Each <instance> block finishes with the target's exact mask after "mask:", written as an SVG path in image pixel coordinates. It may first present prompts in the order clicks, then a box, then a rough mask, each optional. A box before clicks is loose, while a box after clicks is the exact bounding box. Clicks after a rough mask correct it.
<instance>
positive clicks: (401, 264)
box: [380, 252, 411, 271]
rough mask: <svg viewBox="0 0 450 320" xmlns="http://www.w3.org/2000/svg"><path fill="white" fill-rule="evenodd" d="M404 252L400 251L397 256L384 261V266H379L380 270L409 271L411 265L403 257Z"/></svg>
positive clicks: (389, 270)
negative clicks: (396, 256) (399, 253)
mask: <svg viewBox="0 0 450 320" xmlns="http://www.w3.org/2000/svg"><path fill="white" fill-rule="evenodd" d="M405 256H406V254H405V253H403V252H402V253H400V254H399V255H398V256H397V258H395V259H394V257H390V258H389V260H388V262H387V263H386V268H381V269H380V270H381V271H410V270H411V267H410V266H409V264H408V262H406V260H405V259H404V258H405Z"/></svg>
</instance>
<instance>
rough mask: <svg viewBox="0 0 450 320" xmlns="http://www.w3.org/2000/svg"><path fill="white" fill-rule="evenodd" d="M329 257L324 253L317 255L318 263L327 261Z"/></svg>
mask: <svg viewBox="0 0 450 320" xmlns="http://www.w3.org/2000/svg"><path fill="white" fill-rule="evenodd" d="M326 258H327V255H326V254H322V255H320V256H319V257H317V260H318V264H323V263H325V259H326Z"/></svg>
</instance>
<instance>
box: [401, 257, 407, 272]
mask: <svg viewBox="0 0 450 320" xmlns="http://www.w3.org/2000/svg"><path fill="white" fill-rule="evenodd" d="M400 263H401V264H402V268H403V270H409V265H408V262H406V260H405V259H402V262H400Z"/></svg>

+++

PROBLEM TO SOLVE:
Could you print all of the rows above again, character for character, without changing anything?

EXERCISE OUTPUT:
Each <instance> block finishes with the target's exact mask after "mask:", written as an SVG path in image pixel coordinates. It may first present prompts in the order clicks, then a box, then a rough mask, each optional. A box before clicks is loose, while a box after clicks is the exact bounding box. Clicks after a rough mask correct it.
<instance>
positive clicks: (401, 264)
box: [380, 252, 411, 271]
rough mask: <svg viewBox="0 0 450 320" xmlns="http://www.w3.org/2000/svg"><path fill="white" fill-rule="evenodd" d="M404 252L400 251L397 256L384 261V266H379L380 270L409 271L411 265L403 257Z"/></svg>
positive clicks: (389, 270)
negative clicks: (396, 256) (399, 253)
mask: <svg viewBox="0 0 450 320" xmlns="http://www.w3.org/2000/svg"><path fill="white" fill-rule="evenodd" d="M405 256H406V254H405V253H403V252H402V253H400V254H399V255H398V256H397V258H395V259H394V257H390V258H389V260H388V262H387V263H386V268H381V269H380V270H381V271H410V270H411V267H410V266H409V264H408V262H406V260H405V259H404V258H405Z"/></svg>
</instance>
<instance>
rough mask: <svg viewBox="0 0 450 320" xmlns="http://www.w3.org/2000/svg"><path fill="white" fill-rule="evenodd" d="M329 257L324 253L317 255L318 263L327 261Z"/></svg>
mask: <svg viewBox="0 0 450 320" xmlns="http://www.w3.org/2000/svg"><path fill="white" fill-rule="evenodd" d="M326 258H327V255H326V254H322V255H320V256H319V257H317V260H318V264H323V263H325V259H326Z"/></svg>
</instance>
<instance>
box: [401, 257, 407, 272]
mask: <svg viewBox="0 0 450 320" xmlns="http://www.w3.org/2000/svg"><path fill="white" fill-rule="evenodd" d="M400 263H401V264H402V268H403V270H409V265H408V262H406V260H405V259H402V262H400Z"/></svg>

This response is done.